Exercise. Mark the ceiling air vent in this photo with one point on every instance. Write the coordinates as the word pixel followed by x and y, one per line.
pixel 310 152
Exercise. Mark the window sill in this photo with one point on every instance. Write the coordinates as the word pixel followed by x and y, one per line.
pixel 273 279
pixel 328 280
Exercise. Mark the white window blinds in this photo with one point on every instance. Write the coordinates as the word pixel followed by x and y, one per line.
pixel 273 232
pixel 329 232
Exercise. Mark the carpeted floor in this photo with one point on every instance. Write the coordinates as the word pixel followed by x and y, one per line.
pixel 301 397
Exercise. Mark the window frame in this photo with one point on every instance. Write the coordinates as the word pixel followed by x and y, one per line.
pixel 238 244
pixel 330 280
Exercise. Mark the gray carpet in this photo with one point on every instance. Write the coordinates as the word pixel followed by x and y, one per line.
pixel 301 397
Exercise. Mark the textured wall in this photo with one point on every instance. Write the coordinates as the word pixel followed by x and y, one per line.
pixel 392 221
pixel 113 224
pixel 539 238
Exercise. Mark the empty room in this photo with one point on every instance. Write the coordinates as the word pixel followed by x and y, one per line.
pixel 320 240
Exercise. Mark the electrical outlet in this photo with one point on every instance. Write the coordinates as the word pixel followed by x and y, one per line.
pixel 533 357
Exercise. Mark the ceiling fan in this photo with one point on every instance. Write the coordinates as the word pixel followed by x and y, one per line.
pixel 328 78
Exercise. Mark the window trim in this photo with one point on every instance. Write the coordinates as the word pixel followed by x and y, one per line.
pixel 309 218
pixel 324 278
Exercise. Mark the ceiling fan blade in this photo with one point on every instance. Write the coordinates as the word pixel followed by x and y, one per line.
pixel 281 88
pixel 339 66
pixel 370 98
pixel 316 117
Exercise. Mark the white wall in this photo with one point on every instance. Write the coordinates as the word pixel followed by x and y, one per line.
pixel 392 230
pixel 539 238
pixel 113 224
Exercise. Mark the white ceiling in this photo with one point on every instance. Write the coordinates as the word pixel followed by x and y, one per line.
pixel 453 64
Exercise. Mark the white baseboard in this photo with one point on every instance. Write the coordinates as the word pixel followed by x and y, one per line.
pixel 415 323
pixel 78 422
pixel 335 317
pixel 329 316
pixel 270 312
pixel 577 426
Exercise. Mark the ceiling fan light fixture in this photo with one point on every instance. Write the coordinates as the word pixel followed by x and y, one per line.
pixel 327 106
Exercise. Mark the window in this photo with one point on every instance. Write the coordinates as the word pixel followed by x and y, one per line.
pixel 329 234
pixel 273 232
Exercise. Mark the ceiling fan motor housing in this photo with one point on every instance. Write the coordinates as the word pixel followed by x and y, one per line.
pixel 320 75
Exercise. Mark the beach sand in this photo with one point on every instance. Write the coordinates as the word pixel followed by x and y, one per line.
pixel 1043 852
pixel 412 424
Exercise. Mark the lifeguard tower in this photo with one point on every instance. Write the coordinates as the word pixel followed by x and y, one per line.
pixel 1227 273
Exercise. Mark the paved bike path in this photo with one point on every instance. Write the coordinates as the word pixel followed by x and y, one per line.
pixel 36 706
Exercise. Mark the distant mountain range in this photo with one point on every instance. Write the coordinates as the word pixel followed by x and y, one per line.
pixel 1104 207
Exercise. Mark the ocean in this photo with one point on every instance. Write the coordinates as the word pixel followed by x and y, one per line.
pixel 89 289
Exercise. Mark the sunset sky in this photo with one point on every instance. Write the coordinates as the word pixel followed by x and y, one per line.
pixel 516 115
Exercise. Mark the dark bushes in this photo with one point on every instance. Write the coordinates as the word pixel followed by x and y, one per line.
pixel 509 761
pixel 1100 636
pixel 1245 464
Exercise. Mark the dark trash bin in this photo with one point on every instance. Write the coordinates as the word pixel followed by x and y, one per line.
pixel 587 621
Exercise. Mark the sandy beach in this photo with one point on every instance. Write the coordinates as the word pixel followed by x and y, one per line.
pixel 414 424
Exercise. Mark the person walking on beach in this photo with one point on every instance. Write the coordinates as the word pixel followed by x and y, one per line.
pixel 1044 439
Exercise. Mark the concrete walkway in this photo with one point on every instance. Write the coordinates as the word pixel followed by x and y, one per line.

== == ==

* _The request_:
Please set out every one of the records above as a numbered list, leaving out any blank lines.

* _Task answer_:
1. Exercise. Mark the ceiling air vent in this photo with one point on every instance. Write the coordinates as the word pixel followed by x and y, one per line.
2. pixel 310 152
3. Exercise. Mark the window sill in this photo with one point on every instance. Write the coordinates as the word pixel followed by x and y, one per line.
4. pixel 273 279
5. pixel 328 280
6. Exercise. Mark the white window blinds in this photo with one point on every instance. Write the coordinates as the word pixel followed by x and y, one per line.
7. pixel 273 232
8. pixel 329 232
9. Exercise. Mark the carpeted floor in this photo with one point on every instance. Write the coordinates as the word pixel followed by x and y, one per line.
10. pixel 301 397
11. Exercise. Mark the window frame in this photo with one point on every instance. Write the coordinates as the word pixel followed by x and y, one per line.
12. pixel 238 244
13. pixel 330 280
14. Exercise. Mark the gray carpet in this photo with one point on every instance. Write the coordinates as the word pixel followed by x and y, one per line.
15. pixel 301 397
16. Exercise. Mark the textured wall in this photo with one point on every instance. Write the coordinates as the word pixel followed by x and y, one per line.
17. pixel 392 221
18. pixel 113 224
19. pixel 539 238
20. Exercise. Mark the empty room in this photo with one point on every instance. Write the coordinates as the word pixel followed by x and y, one per line.
21. pixel 320 240
22. Exercise. Mark the electrical outlet in this photo with one point on every instance. Write the coordinates as the word pixel followed by x and y, one per line.
23. pixel 533 357
24. Exercise. Mark the ceiling fan in this photo with one point on every instance. Write the coordinates as the word pixel followed by x and y, one per line.
25. pixel 328 78
26. Exercise. Mark the window trim in this photo with one point on every instance. Write the coordinates as the word pixel followed by x and y, one per line.
27. pixel 309 218
28. pixel 324 278
29. Exercise. Mark the ceiling fan blade in this photo with one point on every instance. Write the coordinates as the word pixel followed by x and y, one per line.
30. pixel 281 88
31. pixel 339 66
32. pixel 370 98
33. pixel 316 117
34. Exercise. Mark the white wall in this photo with one point on every instance. Write the coordinates as the word pixel followed by x and y, one per line.
35. pixel 392 230
36. pixel 539 238
37. pixel 113 224
38. Exercise. Mark the white ceiling in this photo with one point on every instance. Write the coordinates as the word pixel followed by x and y, one per line.
39. pixel 453 64
40. Exercise. Mark the white baseboard in this photo with one point on every instance. Write the coordinates as the word pixel followed by x and y, one per line.
41. pixel 415 323
42. pixel 78 422
43. pixel 335 317
44. pixel 329 316
45. pixel 270 312
46. pixel 577 426
47. Exercise. Mark the ceiling fan light fixture in this photo with one point on every instance. Write the coordinates as the word pixel followed by x and y, one per line.
48. pixel 327 106
49. Exercise. Mark the window in this photo with one point on every instance. Write the coordinates as the word pixel followed by x and y, one per line.
50. pixel 329 234
51. pixel 273 232
52. Exercise. Mark the ceiling fan motor housing in this photo with one point on every instance. Write the coordinates as the word pixel followed by x and y, one per line.
53. pixel 320 75
54. Exercise. Mark the beach sand in this photo with one point on every instance. Write the coordinates as the word pixel followed by x and y, one per line.
55. pixel 1043 852
56. pixel 412 424
57. Exercise. Mark the lifeguard tower in this photo with one point on every instance. Write the coordinates as the word pixel followed by x and y, one per line.
58. pixel 1227 273
59. Exercise. Mark the paved bike path in this photo with one point on every instance. Write the coordinates as the word pixel followed by x and y, one per line.
60. pixel 36 706
61. Exercise. Mark the distant mountain range in this photo with one point on every instance. Write the coordinates as the word pixel followed by x and y, one per line.
62. pixel 1104 207
63. Exercise. Mark the ocean in this photo with one point on every instance. Write the coordinates as the word pixel followed by x and y, one per line.
64. pixel 89 289
65. Exercise. Mark the sunset sky in this photo with one point on every instance. Write the coordinates as the word pixel followed by x and y, one per line.
66. pixel 516 115
67. Exercise. Mark the dark bushes in this photo with one point on every instance. Write the coordinates as the word pixel followed by x and y, one per line.
68. pixel 509 761
69. pixel 1100 636
70. pixel 1245 464
71. Exercise. Mark the dark trash bin in this photo with one point on every instance. Write the coordinates as the word pixel followed by x and y, one per line.
72. pixel 587 621
73. Exercise. Mark the sandy beach in this photo with one point on every instance. Write the coordinates as the word pixel followed by x and y, one per line.
74. pixel 414 424
75. Exercise. Mark the person walking on beach in this photo with one point on every instance. Write the coordinates as the word pixel followed by x and y, one per line.
76. pixel 1044 439
77. Exercise. Mark the concrete walkway in this photo with one point on every instance. Write the coordinates as the word pixel followed by x and y, one per line.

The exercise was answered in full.